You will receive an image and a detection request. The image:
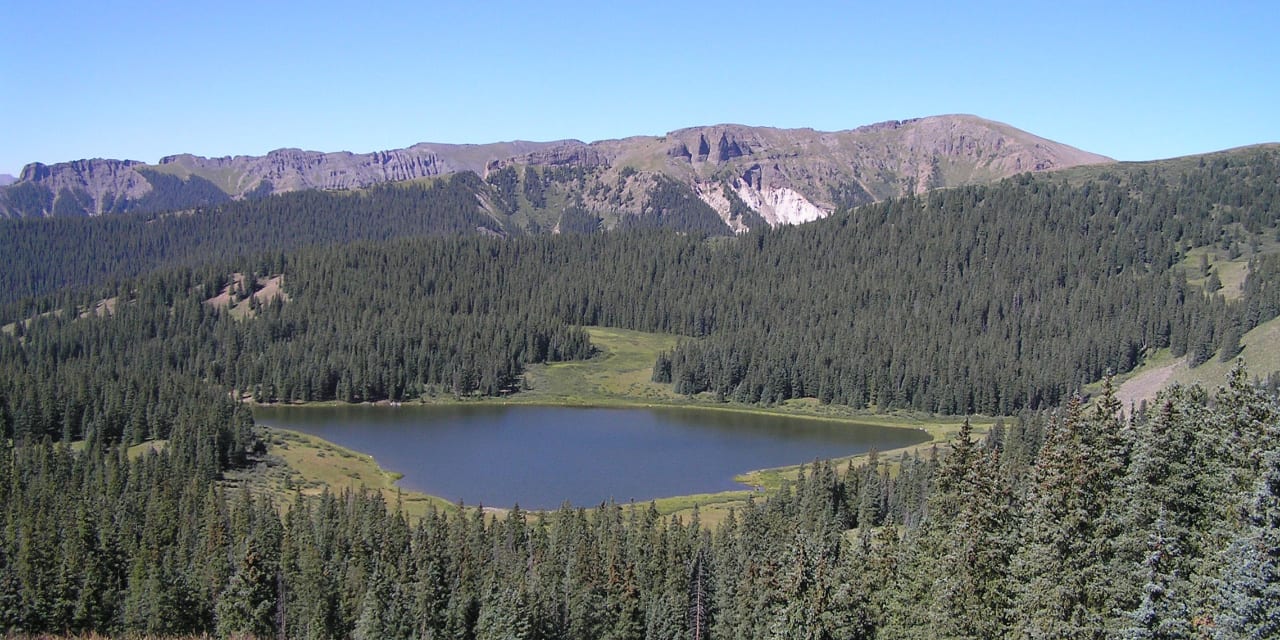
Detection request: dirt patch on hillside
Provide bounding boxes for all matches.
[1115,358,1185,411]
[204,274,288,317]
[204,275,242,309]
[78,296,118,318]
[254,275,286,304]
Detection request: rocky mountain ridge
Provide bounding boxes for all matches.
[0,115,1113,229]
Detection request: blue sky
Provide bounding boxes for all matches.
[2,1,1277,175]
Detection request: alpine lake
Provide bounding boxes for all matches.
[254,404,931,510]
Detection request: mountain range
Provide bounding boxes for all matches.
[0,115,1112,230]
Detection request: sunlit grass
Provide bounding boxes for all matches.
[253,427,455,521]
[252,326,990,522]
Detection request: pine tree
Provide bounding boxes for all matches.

___

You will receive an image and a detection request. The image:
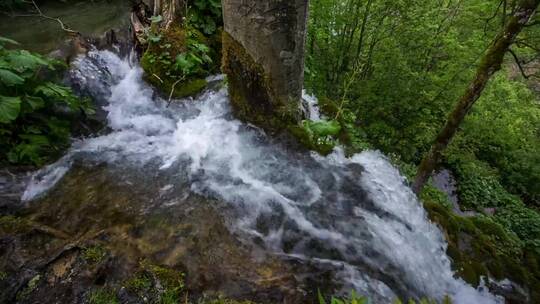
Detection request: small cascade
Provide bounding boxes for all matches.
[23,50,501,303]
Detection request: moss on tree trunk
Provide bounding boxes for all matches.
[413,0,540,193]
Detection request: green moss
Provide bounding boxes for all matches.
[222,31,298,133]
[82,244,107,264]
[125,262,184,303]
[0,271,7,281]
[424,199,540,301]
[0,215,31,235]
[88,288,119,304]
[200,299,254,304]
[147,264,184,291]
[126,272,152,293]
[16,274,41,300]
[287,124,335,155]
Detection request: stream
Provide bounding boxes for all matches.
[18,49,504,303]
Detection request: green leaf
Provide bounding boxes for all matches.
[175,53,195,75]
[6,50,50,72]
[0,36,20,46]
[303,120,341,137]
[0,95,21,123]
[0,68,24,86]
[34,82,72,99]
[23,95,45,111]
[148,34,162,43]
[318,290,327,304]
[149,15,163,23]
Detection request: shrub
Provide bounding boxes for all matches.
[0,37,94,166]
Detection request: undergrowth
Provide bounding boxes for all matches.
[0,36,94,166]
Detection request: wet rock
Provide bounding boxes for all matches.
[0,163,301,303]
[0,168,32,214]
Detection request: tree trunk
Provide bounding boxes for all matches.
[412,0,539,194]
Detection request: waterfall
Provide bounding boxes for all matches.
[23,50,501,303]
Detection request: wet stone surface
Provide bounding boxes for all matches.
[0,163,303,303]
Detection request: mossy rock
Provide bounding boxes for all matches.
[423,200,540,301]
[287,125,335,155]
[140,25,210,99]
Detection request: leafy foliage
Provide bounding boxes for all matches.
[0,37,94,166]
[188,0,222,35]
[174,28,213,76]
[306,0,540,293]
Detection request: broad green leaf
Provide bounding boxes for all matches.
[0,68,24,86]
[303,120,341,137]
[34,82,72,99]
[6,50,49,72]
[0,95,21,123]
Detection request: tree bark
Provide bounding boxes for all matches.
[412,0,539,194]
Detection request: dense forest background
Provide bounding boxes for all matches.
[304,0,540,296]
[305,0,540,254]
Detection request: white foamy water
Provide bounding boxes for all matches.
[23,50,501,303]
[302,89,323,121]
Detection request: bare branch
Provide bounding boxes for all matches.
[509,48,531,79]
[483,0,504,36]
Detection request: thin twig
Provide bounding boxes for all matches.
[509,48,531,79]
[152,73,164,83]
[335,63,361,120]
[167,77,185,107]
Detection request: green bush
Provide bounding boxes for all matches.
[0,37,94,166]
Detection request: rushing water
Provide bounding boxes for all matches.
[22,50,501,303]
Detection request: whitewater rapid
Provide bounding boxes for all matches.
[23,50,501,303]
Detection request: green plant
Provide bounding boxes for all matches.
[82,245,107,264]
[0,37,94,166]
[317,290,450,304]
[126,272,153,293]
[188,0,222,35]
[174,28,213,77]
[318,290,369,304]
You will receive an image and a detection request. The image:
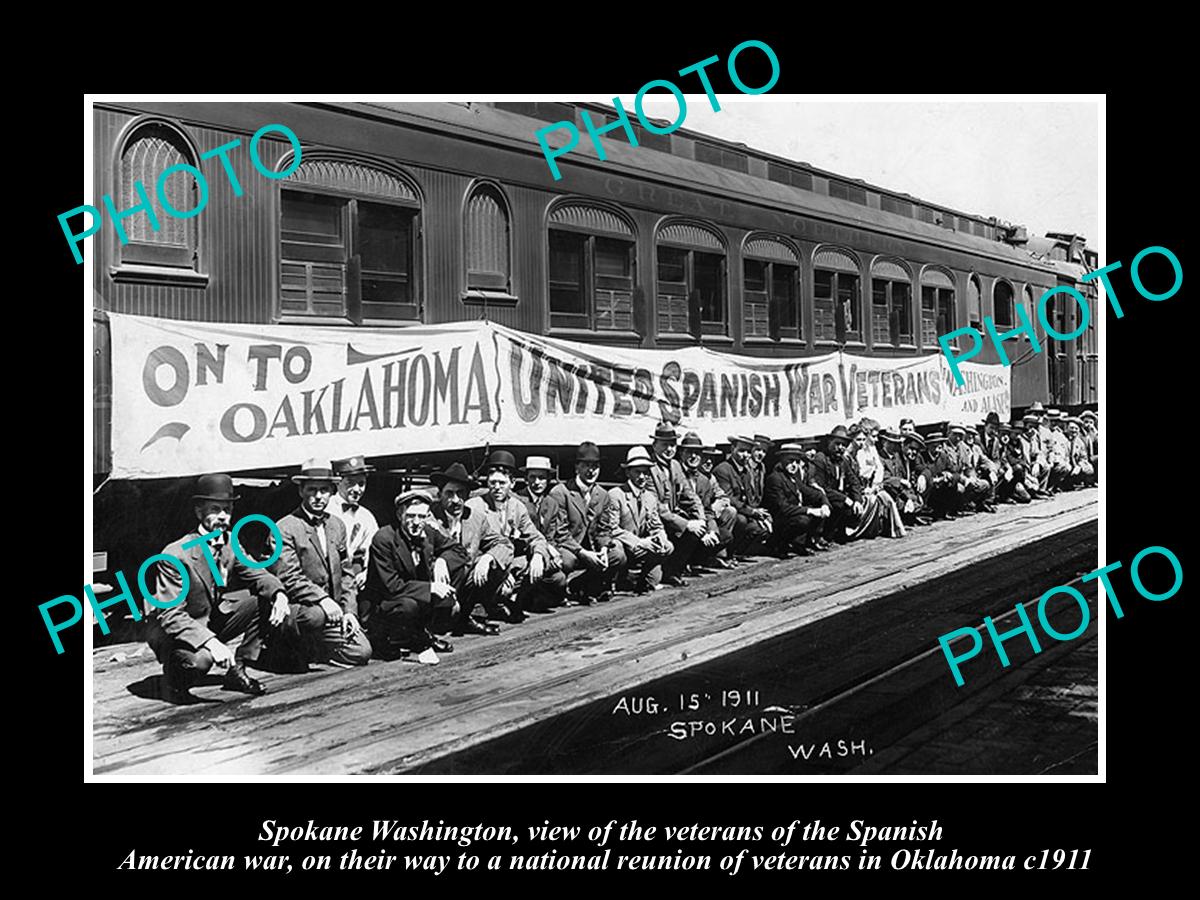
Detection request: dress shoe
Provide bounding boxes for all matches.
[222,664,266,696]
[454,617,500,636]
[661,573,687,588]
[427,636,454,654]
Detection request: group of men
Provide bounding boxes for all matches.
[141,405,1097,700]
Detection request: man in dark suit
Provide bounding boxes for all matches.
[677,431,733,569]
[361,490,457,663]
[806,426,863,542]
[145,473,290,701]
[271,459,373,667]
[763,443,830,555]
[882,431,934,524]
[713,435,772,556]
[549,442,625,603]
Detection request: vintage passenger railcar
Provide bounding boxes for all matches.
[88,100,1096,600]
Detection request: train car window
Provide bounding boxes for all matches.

___

**TRY IT:** Within the listing above, the range opens at the line with "Detection request: blue sky" and closes at the line with "Detection request: sunlit grass". Reproduce exactly the lines of that range, including both ends.

**ANSWER FOR THIS EXERCISE:**
Detection request: blue sky
Provide bounding boxes for all matches.
[2,1,1277,175]
Detection request: alpine lake
Provide bounding boxes for all matches.
[254,404,931,510]
Detection request: mountain range
Provide bounding boxes for all matches.
[0,115,1112,230]
Detection request: sunlit grass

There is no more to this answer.